Texte source:
C’est aussi tel élève, devenu adulte et père de famille, revu bien longtemps après, qui me rappelle les leçons de géographie faites au moyen de maquettes en pâte à papier. Il s’en souvient si bien qu’il me demande ce qu’elles sont devenues !

C’est encore l’écoute de la radio scolaire qui m’aidait précieusement.

Voici ce qu’en écrit Monsieur Illiou, Inspecteur de l’Enseignement Primaire, lors de sa visite du 26 novembre 1958:

« A mon entrée en classe (14 h) on suit la leçon de musique du mercredi, de la radio scolaire. On suit d’abord la séance d’initiation musicale « l’oiseau de feu , d’Igor Stravinski,. Les élèves sont laissés sous l’impression, sans commentaires. C’est ce qu’il faut.

Leçon de chant : vocalisation, c’est bien, c’est très juste et fort bien suivi. Le menuet du « Bourgeois Gentilhomme » est un morceau relativement difficile, les élèves n’ayant pas le soutien des paroles. Monsieur Nédélec dirige adroitement cette séance initiale.»

Grâce à la radio scolaire, j’arrivais à obtenir de mes élèves de très beaux chants, à plusieurs voix, que nous pouvions présenter lors des séances théâtrales organisées au Patronage Laïque de Saint-Pierre et des Quatre-Moulins.

Bon souvenir encore ! Ces cartes que je recevais en Algérie, venant de quelques-uns de mes élèves, pendant mon séjour en 1963.

Énoncé du problème 1:
D'après le texte source, à quelle date l'inspecteur Illiou est-il venu en visite ?
Énoncé du problème 2:
Reproduisez sans aucune modification l'ensemble des enregistrements qui suivent.

Données fournies:
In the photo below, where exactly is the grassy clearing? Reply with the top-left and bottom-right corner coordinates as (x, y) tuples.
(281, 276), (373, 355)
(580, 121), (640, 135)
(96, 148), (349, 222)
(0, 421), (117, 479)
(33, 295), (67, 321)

Résultat attendu 1:
Le 26 novembre 1958.

Résultat attendu 2:
In the photo below, where exactly is the grassy clearing? Reply with the top-left and bottom-right corner coordinates as (x, y) tuples.
(281, 276), (373, 355)
(580, 121), (640, 135)
(96, 148), (349, 222)
(0, 421), (117, 479)
(33, 295), (67, 321)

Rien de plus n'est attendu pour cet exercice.